WHAT TO WORK ON:
When a line below contains the word "Record", copy that line.

GIVEN DATA:
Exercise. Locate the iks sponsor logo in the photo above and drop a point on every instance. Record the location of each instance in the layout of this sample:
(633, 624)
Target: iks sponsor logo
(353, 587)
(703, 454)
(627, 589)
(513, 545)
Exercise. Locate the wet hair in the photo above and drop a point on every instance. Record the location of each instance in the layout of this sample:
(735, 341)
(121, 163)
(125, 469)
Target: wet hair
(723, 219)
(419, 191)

* * *

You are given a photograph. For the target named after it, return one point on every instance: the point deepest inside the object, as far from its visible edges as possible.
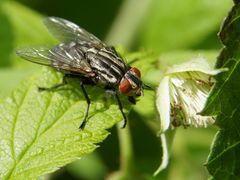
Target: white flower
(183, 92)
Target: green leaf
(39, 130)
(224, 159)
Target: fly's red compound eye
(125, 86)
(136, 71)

RESULT FOR THIS TASK:
Exercise. Locate the iks sponsor logo in the photo above and drop a point on every instance. Record the location of each instance in the layout of this sample:
Exercise. Locate the wet hair in the photo above and drop a point on every instance. Record the location of each instance in the layout of this sample:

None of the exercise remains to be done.